Udostępniony fragment |
§
Policja
Wypadowy Volkswagen dla policji za 33 mln złotych?
Komendzie Głównej Policji udało się wybrać najkorzystniejszą ofertę w postępowaniu dotyczącym zakupu 124 furgonów. Do formacji trafi więc najprawdopodobniej Volkswagen Crafter.
Na zakup pojazdów policja miała prawie 40 mln, ale wszystko wskazuje na to, że całkiem sporą część tej sumy uda jej się zaoszczędzić. KGP ogłosiła bowiem właśnie, że najkorzystniejszą ofertę w przetargu złożyła firma Auto Handel Centrum Grupa Cichy, która zaoferowała realizację dostaw za ponad 33,6 mln złotych brutto. Otrzymała ona zaledwie niecałe dwa punkty więcej niż drugi oferent, czyli spółka MAN Truck & Bus Polska, której propozycja wyceniona została na ponad 34,6 mln złotych brutto. O wyborze zadecydowała ostatecznie cena, gdyż oba podmioty otrzymały maksymalną liczbę punktów za inne oceniane przez KGP kryteria (współczynnik masy pojazdu bazowego, gotowego do jazdy, do maksymalnej mocy netto silnika, użycie poduszek gazowych kurtynowych lub poduszek gazowych bocznych, chroniących głowy kierowcy i pasażera oraz wyposażenie w elektrycznie podgrzewaną przednią szybę pojazdu).
Ostatecznie do policjantów trafią najprawdopodobniej, w razie braku odwołań na które jest jeszcze czas oraz po podpisaniu umowy, pojazdy Volkswagen Crafter, których dostawy zakończyć mają się w marcu przyszłego roku (termin ten przesunięto z grudnia br.). Zrealizowane one mają zostać w dwóch transzach - pierwsza, składająca się z 20 sztuk samochodów, przekazana ma zostać między 7 a 14 grudnia 2020 roku, a druga, składająca się z pozostałych 104 furgonów — między 1 a 19 marca 2021 roku. Zgodnie z planem formacji, odbierać ona będzie po 7 do 9 samochodów dziennie.
Przypomnijmy, że chodzi o 124 oznakowane pojazdy w wersji wypadowej ("W"), przeznaczone dla oddziałów prewencji. Mają być przystosowane do przewozu łącznie 7 funkcjonariuszy prewencji oraz niezbędnego sprzętu służbowego o wadze do 160 kg. W specyfikacji zaznaczono, że ma to być 7 sztuk zestawów PZ umieszczonych w torbach transportowych, 5 sztuk tarcz ochronnych (mała tarcza lub duża tarcza), 7 kasków z ochroną twarzy, 7 pałek szturmowych, 7 sztuk broni służbowej (mogą to być strzelby gładkolufowe, pistolety maszynowe lub karabiny szturmowe AKMS), jeden plecakowy miotacz pieprzu, 7 kamizelek kuloodpornych, 7 hełmów kuloodpornych i gaśnica mgłowa. Pojazd po zabudowie musi posiadać minimalną ładowność wynoszącą 790 kg.
§
Materiał |
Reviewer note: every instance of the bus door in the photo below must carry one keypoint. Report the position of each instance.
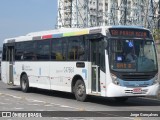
(10, 58)
(95, 85)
§
Zadania do wykonania |
1. Proszę przetłumaczyć na angielski to zdanie z artykułu o furgonach dla policji: „Pojazd po zabudowie musi posiadać minimalną ładowność wynoszącą 790 kg.”
2. Oceń, czy poniższe stwierdzenia zgadzają się z artykułem o furgonach dla policji. Przy każdym napisz „tak” lub „nie” i przytocz rozstrzygające słowa artykułu.
(a) Oferta MAN Truck & Bus Polska była tańsza niż oferta Auto Handel Centrum Grupa Cichy.
(b) Pierwsza transza ma liczyć 20 samochodów.
(c) Pojazdy mają przewozić łącznie 9 funkcjonariuszy.
3. Na podstawie artykułu o furgonach dla policji odpowiedz krótko:
(a) Ilu furgonów dotyczy postępowanie?
(b) Z jakiego miesiąca przesunięto termin zakończenia dostaw?
(c) Ile tarcz ochronnych wymieniono w specyfikacji?
Materiał stanowi osobną całość, niezależną od artykułu o furgonach dla policji.

Rozwiązania zadań |
1. After conversion, the vehicle must have a minimum payload of 790 kg.

2.
(a) Nie: „zaoferowała realizację dostaw za ponad 33,6 mln złotych brutto” oraz „której propozycja wyceniona została na ponad 34,6 mln złotych brutto”.
(b) Tak: „pierwsza, składająca się z 20 sztuk samochodów”.
(c) Nie: „przystosowane do przewozu łącznie 7 funkcjonariuszy prewencji”.

3.
(a) 124.
(b) Z grudnia.
(c) 5.